> [TEXT PROVIDED]:

'''

Beyond Kuhnian paradigms

COURSE PROPOSAL:

Beyond Kuhnian paradigms: philosophy of science within historical context


Proponents

Prof. Ilie Pârvu, University of Bucharest

Conf. Dr. Dana Jalobeanu, Western University „Vasile Goldis”, and University of Bucharest

Drd. Mihnea Dobre, University of Bucharest

General description of the course

In the last couple of years there have been many attempts towards developing the academic field of history and philosophy of science in Romanian universities. However, little success has been registered so far. Despite the immense popularity of the field in Western Universities, heated debates in the literature and an increasing number of individual researchers taking up subjects connected with the history and philosophy of science, at the level of the academic curriculum the subject is still undervalued. One reason for this is the way the subject tends to be presented, in a dry and scholarly manner, so that the students often fail to grasp the relevance of the issues discussed. Our course will try a different approach. We will combine the standard introductory approach to philosophy of science centred upon the formation, demarcation and evolution of the discipline with a new and daring way of teaching it, using examples from actual “scientific” texts of the sixteenth and seventeenth centuries. We will exemplify contemporary debates about what science should be with historical and contextual reconstruction of cases showing how science often was.

The team

Our course will put together the expertise of two researchers of the subject, one in favour of a more analytical, the other in favour of a more historical approach, illustrating in this way, from the very beginning, the two contemporary strands leading to debates in respected academic communities. Prof. Ilie Parvu will focus on the contemporary debates within philosophy and methodology of science, especially on debates around the Kuhnian account of science and scientific change. Dr. Dana Jalobeanu will select the historical example and place the question within a reconstructed historical context. The PhD student, Mihnea Dobre, who is finishing a PhD thesis on the “Scientific Revolution” at Radbound University, Nijmegen, will work with the selection of texts, preparing them for being discussed in the seminar. We will translate most of the texts so that the students will be able to follow the arguments without the impediment of seventeenth century English. However, the whole team will take part in the lectures and seminar, trying to recreate the context of a lively debate, so characteristic for the subject taught.

'''

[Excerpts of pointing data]

'''

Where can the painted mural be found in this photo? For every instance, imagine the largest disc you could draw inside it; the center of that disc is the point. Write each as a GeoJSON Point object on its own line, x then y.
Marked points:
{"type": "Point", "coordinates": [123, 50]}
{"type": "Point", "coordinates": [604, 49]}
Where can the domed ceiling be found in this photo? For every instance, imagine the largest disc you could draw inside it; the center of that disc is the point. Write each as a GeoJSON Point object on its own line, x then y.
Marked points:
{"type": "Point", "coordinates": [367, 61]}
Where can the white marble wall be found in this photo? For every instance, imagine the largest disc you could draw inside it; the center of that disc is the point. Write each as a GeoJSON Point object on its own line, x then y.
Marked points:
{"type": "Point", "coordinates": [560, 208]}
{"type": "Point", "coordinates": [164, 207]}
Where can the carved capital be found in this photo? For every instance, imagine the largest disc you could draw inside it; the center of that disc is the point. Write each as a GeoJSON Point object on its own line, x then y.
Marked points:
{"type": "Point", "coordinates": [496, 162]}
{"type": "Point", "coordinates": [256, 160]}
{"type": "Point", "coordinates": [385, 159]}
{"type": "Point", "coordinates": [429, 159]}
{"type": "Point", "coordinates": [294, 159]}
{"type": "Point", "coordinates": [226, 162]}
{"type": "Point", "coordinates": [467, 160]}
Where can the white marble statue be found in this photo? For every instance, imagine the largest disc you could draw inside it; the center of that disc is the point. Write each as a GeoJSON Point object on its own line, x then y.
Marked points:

'''

> [PROBLEM TO SOLVE]:
Please carry on the course proposal on philosophy of science from where it stops, in the same style.

> [RESPONSE TO THIS TASK]:
Aims and objectives

Our main goal is to put contemporary debates in a historical context, trying to illustrate them with carefully chosen examples of “scientific” practices or philosophical discussions about the nature, goals and characteristic features of the “scientific culture” (Gaukroger, 2007), as seen from the perspective of its practitioners. We will especially look at the very formation and foundations of science, the period of the early modernity. Instead of using secondary sources and their examples (Kuhn’s examples of mathematical science, the case of the astronomical revolution, Shaffer contextualization of the gentlemanly culture in the second part of the seventeenth century or Feyerabend account of Aristotle versus Galileo’s explanations etc.), our course will encourage the reading of primary materials themselves, with the explicit purpose of testing the explanatory model proposed by Kuhn or by others. We will also pick lesser known seventeenth century texts illustrating wide interest and focused preoccupation with the history, methodology, conceptual structure and philosophy of the new discipline (i.e. natural philosophy, or “early modern science”). In this way we hope to address a number of interesting, relevant and actual issues concerning the historiography of the Scientific Revolution and place them within the debate of contemporary philosophy of science. In a more general way, we see this course as a first step in bridging the wide gap separating the historians of science from the philosophers of science with an interest in the history of their discipline.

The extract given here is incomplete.